- Task description -
Quote exactly, and only, the lines from the one with "of the white" through the end of the listing.
★ ★ ★
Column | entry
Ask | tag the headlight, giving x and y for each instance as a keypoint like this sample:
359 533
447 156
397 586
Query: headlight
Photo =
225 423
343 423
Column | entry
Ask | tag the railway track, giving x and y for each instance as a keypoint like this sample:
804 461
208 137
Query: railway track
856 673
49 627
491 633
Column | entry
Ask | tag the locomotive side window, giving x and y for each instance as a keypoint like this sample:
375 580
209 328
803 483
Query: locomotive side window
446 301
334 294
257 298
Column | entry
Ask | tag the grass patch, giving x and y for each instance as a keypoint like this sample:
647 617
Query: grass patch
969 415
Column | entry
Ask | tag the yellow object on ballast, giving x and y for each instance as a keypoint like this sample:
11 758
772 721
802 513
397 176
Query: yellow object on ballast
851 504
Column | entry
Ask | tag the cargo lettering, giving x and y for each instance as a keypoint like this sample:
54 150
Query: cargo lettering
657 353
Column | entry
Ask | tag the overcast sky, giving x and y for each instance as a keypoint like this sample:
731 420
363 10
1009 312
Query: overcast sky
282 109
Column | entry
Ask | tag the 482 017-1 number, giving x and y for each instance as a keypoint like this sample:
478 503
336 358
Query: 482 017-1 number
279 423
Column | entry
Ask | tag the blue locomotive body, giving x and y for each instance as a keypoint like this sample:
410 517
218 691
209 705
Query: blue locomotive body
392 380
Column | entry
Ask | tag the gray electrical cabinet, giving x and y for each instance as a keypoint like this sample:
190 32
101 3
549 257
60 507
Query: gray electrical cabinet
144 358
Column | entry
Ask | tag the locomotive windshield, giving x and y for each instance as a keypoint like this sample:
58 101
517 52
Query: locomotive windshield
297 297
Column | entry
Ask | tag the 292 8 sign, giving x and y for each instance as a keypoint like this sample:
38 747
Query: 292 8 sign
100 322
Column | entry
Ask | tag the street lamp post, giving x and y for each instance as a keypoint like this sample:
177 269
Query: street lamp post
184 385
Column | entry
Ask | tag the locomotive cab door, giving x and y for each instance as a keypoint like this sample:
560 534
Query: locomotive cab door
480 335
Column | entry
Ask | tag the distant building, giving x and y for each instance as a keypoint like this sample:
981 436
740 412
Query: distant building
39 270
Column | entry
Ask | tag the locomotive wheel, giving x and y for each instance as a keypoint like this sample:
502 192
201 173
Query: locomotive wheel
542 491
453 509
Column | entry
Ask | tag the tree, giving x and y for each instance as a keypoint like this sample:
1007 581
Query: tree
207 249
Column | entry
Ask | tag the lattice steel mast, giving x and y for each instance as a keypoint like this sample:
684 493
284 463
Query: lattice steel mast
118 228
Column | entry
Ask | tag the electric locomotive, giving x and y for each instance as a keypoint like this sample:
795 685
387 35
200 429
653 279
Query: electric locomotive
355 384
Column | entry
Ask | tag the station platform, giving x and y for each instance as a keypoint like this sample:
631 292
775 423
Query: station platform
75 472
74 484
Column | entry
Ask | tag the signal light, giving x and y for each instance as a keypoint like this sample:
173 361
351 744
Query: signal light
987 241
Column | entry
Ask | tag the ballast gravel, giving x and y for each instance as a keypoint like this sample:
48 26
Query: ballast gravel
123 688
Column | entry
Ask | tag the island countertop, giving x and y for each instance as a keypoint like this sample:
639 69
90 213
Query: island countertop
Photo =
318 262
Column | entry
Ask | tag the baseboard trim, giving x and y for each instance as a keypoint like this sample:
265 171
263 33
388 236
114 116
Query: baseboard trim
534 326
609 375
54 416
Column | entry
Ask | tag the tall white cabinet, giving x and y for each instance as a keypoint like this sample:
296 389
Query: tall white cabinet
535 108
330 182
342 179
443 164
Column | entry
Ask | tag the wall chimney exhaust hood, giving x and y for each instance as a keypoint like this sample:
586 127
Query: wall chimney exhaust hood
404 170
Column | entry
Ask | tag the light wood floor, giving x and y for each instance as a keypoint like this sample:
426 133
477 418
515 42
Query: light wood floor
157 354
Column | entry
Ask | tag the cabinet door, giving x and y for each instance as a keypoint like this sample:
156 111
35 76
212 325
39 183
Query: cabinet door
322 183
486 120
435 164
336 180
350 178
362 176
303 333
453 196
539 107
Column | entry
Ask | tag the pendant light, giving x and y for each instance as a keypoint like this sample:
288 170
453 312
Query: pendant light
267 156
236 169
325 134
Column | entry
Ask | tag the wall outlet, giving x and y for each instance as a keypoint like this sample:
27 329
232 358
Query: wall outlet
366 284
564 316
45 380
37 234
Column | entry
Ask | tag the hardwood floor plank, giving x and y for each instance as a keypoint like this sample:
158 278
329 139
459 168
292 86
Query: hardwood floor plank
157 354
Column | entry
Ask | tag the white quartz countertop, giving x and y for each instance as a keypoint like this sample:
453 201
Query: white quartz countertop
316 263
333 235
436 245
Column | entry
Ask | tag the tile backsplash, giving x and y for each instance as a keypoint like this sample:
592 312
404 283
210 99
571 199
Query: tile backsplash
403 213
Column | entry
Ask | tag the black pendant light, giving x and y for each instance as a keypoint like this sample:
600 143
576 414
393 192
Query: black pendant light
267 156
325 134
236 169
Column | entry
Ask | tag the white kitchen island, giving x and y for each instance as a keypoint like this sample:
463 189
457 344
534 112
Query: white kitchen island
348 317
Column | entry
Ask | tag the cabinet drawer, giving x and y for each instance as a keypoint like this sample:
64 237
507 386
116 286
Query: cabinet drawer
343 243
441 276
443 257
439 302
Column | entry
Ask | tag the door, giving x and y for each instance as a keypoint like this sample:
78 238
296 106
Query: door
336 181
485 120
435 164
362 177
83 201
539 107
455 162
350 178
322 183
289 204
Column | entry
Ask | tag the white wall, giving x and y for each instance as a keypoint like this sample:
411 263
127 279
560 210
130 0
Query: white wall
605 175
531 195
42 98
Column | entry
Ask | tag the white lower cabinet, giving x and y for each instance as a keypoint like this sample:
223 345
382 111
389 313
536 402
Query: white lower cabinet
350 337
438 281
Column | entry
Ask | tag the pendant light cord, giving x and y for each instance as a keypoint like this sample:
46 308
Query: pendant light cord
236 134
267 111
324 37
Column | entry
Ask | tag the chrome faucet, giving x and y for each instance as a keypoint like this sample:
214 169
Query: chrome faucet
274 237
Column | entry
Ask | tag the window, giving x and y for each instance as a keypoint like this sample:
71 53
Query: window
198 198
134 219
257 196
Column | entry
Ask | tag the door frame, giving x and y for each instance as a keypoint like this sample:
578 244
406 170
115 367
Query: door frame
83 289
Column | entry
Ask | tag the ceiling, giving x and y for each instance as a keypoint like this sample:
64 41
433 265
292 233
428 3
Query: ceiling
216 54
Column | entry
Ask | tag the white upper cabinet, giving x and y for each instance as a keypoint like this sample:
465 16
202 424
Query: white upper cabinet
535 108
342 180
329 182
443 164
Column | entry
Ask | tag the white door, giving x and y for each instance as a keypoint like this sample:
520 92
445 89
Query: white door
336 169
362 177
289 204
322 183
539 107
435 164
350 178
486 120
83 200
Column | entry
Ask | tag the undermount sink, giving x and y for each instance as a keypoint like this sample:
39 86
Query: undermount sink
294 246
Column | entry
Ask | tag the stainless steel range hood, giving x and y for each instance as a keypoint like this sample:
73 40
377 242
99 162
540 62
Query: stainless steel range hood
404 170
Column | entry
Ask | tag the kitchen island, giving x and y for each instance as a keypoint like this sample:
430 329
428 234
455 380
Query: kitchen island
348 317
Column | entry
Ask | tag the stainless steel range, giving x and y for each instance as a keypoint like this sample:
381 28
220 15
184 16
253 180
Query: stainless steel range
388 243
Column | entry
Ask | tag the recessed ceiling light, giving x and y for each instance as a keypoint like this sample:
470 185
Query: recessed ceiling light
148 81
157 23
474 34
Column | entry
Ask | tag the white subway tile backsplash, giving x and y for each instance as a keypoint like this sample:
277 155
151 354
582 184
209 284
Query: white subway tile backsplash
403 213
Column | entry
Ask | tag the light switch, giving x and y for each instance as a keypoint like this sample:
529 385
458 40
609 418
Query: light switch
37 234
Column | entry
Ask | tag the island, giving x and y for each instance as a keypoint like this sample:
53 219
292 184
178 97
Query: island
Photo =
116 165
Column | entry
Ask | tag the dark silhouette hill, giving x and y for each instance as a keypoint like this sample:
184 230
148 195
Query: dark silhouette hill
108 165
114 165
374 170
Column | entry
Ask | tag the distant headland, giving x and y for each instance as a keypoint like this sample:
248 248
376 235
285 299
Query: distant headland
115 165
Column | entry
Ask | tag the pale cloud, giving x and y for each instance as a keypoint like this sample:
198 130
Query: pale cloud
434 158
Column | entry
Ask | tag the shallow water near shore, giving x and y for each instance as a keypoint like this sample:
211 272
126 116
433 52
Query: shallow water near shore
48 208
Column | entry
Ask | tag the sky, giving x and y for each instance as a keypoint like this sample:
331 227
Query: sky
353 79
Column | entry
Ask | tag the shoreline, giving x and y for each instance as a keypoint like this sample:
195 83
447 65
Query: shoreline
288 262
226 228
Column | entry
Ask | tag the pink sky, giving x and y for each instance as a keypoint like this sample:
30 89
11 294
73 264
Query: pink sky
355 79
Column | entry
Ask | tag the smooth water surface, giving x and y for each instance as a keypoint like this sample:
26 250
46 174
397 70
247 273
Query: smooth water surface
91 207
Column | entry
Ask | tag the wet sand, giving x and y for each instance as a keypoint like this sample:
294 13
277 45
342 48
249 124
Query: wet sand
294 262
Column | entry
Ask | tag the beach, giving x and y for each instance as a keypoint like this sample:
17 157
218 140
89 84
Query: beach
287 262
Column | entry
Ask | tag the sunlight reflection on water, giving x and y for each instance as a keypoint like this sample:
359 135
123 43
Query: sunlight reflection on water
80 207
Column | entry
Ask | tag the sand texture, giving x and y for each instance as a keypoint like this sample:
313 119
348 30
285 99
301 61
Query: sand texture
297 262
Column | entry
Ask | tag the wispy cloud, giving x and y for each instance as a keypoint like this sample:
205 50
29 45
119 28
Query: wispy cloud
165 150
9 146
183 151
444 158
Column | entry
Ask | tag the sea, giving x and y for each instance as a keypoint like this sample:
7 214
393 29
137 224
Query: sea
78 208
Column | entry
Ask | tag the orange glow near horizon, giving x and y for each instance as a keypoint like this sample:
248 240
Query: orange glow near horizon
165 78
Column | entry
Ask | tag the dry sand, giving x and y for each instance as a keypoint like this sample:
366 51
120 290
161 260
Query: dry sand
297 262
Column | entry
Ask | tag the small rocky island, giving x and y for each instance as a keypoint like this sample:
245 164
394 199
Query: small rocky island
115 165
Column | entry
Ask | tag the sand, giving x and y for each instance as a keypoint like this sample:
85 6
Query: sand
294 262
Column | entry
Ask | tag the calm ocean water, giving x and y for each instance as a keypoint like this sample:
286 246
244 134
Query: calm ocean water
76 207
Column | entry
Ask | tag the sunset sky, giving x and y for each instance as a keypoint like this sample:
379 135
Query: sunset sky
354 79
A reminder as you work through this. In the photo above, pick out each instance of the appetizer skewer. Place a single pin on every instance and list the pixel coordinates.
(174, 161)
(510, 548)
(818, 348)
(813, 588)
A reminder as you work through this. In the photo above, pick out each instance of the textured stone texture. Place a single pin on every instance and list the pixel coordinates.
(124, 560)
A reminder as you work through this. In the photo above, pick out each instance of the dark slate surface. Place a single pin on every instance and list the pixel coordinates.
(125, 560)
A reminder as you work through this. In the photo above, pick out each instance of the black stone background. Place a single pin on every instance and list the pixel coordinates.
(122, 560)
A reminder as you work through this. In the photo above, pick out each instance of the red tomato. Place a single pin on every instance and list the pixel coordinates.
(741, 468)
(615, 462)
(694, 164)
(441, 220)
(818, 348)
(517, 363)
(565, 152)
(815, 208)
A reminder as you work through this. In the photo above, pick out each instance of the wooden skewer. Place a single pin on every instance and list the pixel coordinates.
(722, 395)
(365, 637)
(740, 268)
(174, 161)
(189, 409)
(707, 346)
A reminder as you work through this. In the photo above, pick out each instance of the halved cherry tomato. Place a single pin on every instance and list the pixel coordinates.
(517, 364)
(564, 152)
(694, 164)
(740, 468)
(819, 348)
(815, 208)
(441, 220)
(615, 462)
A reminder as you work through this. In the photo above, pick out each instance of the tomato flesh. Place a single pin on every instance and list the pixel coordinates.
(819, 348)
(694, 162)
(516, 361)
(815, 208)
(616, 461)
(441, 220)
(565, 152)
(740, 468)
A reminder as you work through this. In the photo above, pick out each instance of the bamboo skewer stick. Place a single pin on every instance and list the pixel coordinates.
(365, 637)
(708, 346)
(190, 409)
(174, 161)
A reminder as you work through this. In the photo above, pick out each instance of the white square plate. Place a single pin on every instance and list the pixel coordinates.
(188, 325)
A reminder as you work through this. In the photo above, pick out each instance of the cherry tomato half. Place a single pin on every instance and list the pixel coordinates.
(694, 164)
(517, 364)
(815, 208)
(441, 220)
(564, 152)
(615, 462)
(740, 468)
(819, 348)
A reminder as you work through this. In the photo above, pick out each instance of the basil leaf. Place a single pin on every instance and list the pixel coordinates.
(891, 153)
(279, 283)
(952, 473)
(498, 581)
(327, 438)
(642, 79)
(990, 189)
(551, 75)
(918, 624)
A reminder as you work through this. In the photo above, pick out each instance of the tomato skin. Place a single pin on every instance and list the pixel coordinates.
★ ★ ★
- Output of the exercise -
A reminder as you work through this. In the photo above, pick out each instance of the white square plate. Place a single pin on every instance and list the pixel coordinates.
(188, 325)
A reminder as you work through this. In the photo above, pick out each instance of the cherry tomato half. Place a single pin on every instance and list the pixel coordinates.
(694, 164)
(517, 364)
(815, 208)
(441, 220)
(564, 152)
(615, 462)
(740, 468)
(819, 348)
A reminder as you work through this. In the photo above, pick out each instance of the basil leaf. Place a single pin on every instance and list the pixel coordinates.
(891, 153)
(279, 283)
(952, 473)
(498, 581)
(327, 438)
(642, 79)
(990, 189)
(551, 75)
(918, 624)
A reminder as you work through this. In the photo above, pick out each instance of the tomato skin. Place a single pin on every instance and list the pixel coordinates.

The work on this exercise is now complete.